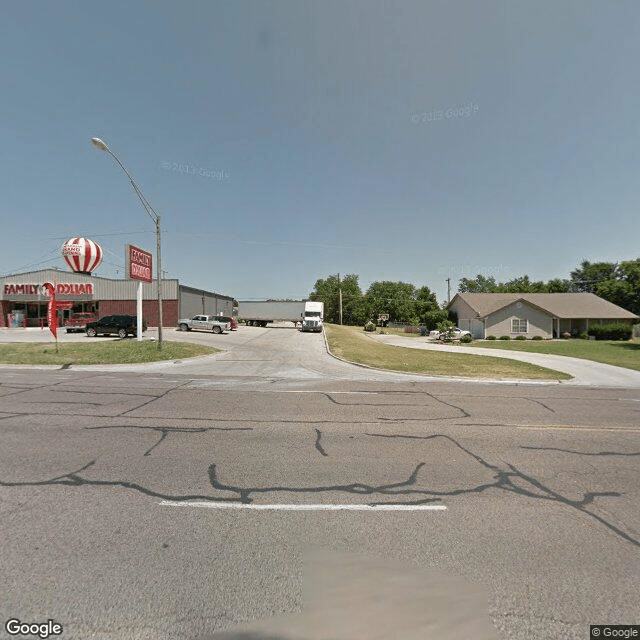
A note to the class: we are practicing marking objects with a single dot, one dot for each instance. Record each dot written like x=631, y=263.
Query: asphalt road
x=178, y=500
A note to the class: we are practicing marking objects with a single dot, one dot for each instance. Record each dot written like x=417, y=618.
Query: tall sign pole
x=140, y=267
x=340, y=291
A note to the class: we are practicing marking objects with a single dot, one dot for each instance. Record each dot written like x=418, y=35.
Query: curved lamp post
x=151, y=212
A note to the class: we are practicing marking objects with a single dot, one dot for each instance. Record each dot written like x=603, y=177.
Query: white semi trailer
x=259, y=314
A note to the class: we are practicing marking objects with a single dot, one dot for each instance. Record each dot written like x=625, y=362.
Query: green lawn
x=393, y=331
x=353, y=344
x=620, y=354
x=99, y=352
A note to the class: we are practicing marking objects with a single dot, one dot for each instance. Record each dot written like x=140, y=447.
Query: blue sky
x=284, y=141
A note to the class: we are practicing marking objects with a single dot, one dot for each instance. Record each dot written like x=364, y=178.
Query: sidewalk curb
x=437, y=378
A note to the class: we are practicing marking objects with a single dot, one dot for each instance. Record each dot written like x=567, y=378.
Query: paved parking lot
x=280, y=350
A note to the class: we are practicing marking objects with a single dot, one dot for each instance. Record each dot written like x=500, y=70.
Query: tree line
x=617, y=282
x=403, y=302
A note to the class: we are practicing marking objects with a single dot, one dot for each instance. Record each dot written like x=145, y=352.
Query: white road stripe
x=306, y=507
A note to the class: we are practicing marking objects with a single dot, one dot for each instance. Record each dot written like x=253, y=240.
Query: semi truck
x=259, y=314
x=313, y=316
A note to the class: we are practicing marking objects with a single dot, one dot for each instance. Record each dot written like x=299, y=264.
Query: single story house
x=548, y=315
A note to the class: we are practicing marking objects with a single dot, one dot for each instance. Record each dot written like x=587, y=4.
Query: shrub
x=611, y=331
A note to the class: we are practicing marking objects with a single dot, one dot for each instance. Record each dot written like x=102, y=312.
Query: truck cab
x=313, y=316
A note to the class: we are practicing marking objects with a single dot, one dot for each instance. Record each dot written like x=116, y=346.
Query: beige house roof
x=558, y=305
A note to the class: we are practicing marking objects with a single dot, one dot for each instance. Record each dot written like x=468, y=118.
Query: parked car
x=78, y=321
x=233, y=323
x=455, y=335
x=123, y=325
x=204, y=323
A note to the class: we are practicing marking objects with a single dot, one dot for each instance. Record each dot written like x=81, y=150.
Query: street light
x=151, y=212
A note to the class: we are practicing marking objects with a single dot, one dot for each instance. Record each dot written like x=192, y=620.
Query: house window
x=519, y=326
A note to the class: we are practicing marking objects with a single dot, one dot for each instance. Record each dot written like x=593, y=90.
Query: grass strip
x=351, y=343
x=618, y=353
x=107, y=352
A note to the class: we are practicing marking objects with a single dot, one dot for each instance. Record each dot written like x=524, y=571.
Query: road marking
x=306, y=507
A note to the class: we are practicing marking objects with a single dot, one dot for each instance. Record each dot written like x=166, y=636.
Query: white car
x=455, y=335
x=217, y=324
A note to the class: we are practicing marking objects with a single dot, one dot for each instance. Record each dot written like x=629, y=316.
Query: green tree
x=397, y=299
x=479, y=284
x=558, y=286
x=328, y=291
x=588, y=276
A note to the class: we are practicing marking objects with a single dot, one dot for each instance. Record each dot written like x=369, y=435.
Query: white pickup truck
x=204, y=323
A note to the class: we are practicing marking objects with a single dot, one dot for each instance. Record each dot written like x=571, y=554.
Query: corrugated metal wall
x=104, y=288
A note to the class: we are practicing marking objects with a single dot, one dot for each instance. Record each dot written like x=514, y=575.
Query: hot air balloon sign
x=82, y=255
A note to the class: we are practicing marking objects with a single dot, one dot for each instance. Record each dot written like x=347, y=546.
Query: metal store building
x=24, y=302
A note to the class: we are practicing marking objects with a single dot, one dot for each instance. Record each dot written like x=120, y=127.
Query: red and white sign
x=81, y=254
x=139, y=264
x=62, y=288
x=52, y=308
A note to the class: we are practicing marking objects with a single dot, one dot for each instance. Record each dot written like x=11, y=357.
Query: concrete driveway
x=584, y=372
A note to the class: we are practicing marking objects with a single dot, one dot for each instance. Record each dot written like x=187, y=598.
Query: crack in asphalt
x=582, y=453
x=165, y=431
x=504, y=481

....

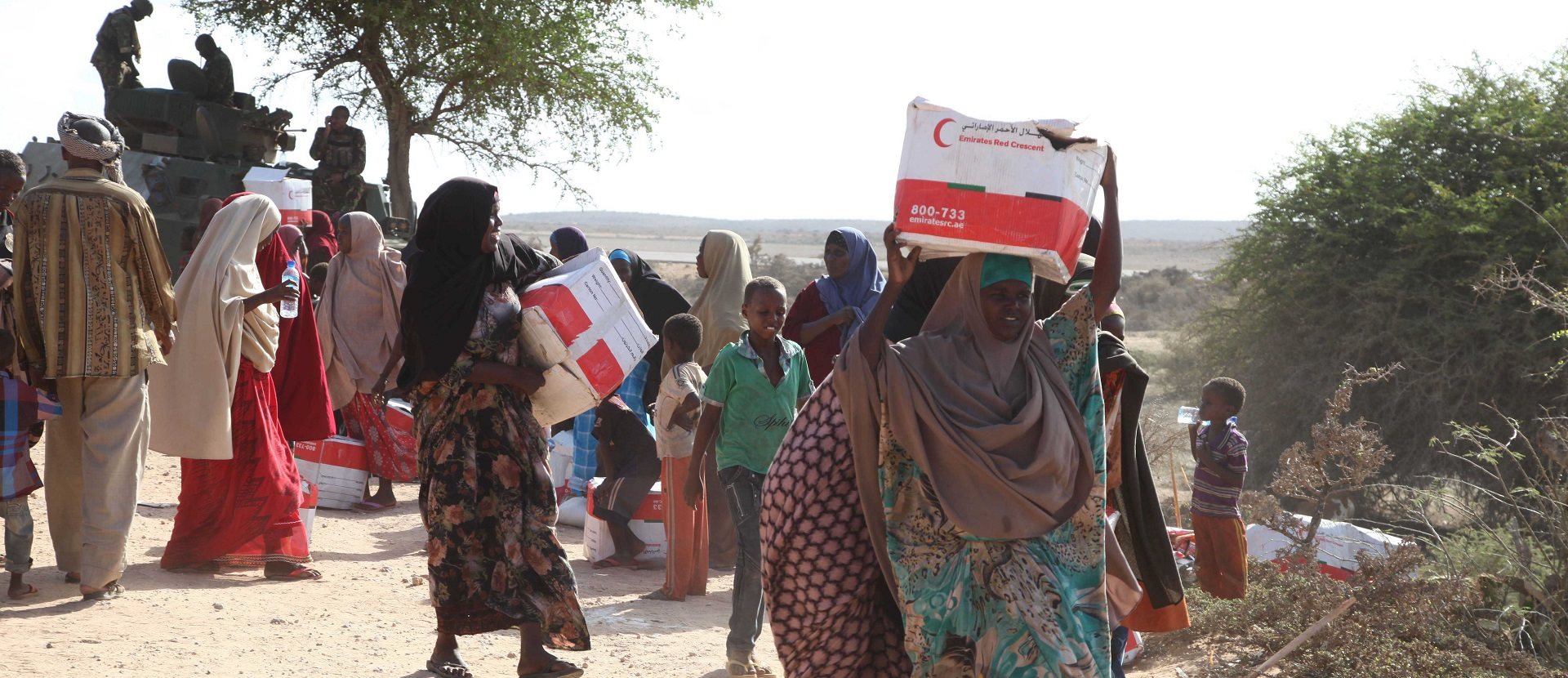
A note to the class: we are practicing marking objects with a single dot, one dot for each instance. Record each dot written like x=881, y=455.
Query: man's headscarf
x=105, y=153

....

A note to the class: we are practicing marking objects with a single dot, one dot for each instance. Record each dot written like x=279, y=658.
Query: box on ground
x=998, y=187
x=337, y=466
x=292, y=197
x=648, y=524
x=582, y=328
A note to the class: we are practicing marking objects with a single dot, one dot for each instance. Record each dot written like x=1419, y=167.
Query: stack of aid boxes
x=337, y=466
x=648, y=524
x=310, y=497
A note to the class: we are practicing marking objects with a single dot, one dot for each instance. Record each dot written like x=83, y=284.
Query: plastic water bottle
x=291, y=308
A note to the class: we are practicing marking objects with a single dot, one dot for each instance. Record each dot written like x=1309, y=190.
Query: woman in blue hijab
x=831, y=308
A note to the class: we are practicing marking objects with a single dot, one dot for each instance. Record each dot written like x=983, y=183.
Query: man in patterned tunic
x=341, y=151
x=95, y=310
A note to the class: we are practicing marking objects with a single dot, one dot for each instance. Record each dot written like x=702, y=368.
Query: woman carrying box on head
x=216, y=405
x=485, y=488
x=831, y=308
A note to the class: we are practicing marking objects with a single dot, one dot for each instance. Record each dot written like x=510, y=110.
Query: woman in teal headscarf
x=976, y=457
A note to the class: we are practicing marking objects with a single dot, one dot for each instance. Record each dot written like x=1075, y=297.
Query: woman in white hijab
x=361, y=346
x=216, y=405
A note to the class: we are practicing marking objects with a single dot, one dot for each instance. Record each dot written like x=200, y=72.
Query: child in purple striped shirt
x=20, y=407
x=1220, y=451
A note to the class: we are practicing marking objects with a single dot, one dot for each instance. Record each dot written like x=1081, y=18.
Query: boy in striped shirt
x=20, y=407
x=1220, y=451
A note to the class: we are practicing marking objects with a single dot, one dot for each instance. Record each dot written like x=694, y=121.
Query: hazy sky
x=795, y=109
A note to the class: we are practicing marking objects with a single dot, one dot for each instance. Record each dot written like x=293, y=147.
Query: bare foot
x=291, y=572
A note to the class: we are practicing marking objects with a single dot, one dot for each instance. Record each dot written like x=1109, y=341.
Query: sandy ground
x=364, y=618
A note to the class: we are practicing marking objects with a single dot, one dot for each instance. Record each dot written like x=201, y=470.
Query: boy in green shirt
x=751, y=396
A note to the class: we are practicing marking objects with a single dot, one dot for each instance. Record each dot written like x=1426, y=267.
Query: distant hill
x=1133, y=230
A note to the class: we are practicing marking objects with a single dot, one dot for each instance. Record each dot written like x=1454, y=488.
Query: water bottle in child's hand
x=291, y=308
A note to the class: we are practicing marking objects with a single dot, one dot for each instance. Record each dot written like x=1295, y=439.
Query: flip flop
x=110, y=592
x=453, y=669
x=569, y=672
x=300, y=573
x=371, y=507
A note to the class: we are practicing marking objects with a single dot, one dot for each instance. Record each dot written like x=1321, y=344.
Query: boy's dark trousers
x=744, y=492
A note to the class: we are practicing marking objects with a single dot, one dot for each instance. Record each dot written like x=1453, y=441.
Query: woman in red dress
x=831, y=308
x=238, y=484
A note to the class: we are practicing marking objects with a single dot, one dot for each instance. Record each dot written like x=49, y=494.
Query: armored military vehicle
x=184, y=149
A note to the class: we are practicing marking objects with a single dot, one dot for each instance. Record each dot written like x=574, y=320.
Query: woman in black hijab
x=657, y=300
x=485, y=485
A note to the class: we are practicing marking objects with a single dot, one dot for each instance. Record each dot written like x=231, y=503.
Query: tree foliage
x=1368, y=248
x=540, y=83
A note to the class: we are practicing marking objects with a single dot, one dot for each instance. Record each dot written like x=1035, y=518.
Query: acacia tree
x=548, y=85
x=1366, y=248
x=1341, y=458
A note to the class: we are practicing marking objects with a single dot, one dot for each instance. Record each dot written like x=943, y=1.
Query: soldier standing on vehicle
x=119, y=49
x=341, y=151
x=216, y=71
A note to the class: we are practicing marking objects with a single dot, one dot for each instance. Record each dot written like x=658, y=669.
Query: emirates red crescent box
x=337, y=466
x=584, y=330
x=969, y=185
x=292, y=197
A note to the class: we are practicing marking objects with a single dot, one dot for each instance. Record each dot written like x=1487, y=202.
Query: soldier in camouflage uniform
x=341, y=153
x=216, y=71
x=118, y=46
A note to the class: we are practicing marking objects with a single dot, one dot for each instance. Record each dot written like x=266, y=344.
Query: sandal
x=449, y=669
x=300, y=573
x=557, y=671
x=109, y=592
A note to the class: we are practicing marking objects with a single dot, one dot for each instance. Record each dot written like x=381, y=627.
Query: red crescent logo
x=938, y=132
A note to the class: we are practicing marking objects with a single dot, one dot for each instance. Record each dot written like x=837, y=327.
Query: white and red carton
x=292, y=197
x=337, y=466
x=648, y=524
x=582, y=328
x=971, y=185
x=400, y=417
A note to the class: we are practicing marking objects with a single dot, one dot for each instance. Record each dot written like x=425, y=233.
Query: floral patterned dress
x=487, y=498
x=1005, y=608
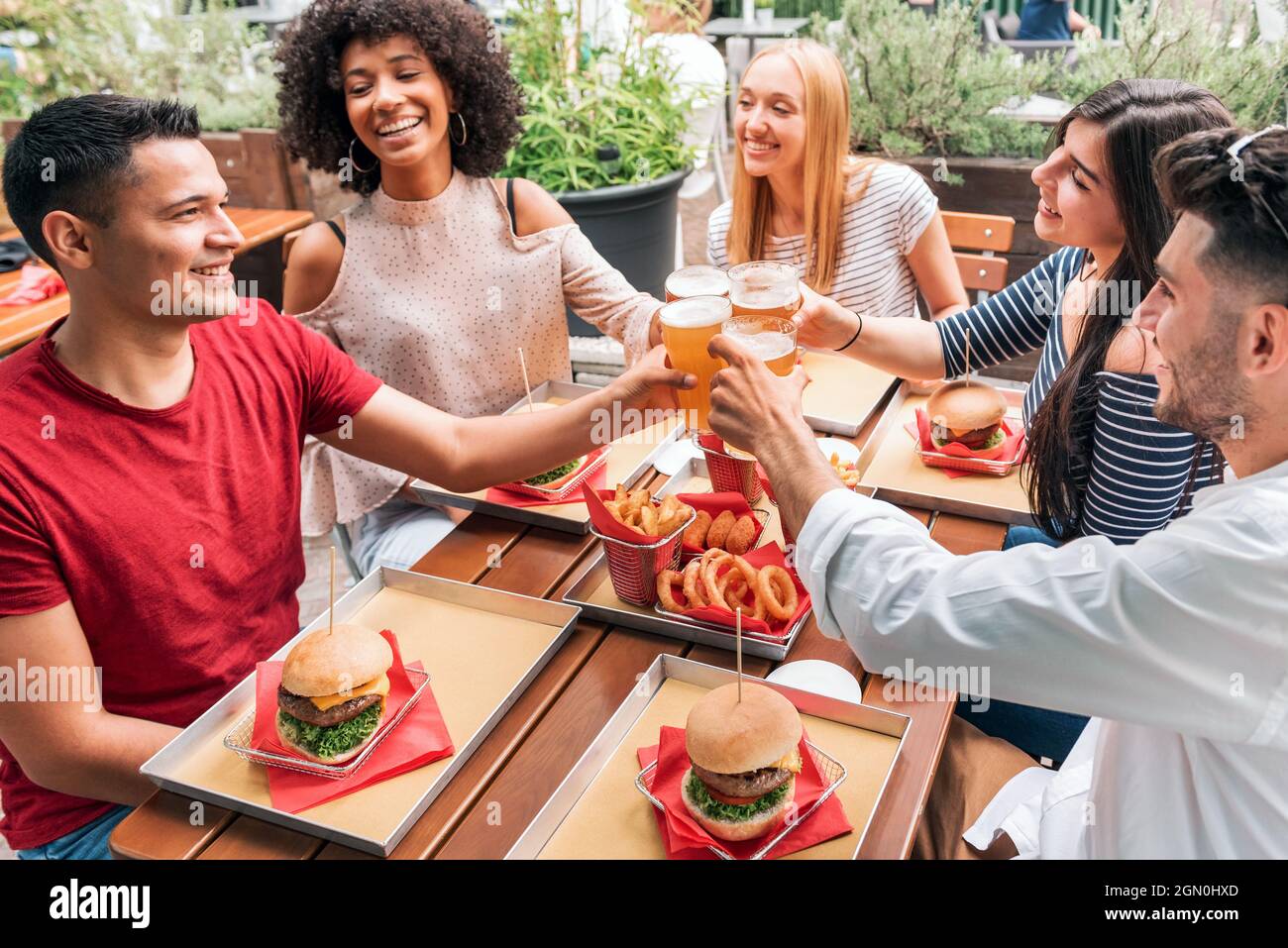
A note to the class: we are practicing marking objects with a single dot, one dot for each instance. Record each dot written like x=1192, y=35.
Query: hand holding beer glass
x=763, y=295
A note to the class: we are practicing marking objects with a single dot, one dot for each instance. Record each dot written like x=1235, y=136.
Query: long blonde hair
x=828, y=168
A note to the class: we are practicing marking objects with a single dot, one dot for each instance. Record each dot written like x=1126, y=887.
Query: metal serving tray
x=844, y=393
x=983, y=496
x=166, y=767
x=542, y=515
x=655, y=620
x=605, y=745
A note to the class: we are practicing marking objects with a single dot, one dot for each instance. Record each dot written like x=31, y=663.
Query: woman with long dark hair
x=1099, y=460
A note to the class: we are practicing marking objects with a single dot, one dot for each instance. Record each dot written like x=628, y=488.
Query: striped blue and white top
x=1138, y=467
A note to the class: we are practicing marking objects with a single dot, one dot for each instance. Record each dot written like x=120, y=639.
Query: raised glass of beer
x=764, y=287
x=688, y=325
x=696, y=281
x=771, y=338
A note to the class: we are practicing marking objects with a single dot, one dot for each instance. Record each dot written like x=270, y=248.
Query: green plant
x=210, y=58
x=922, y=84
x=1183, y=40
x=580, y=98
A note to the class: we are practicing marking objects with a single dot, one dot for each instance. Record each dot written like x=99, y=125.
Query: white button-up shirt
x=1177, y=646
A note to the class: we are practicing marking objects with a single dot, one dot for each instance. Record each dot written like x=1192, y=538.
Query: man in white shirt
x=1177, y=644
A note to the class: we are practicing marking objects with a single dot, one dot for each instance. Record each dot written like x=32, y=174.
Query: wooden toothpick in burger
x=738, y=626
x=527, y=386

....

▶ **What to work on**
Convert everything from the line containing "like x=166, y=636." down to the line containing "x=217, y=324", both included, into a two-column CSV headed entry and answer. Give one row per entry, with each field quoted and line breaks replaced by spaces.

▶ **The answer**
entry,answer
"A note to the class: we are practicing marking objects with a single dot, one dot for each instance. Record each dot written like x=166, y=636. Query: white car","x=455, y=335 x=217, y=324"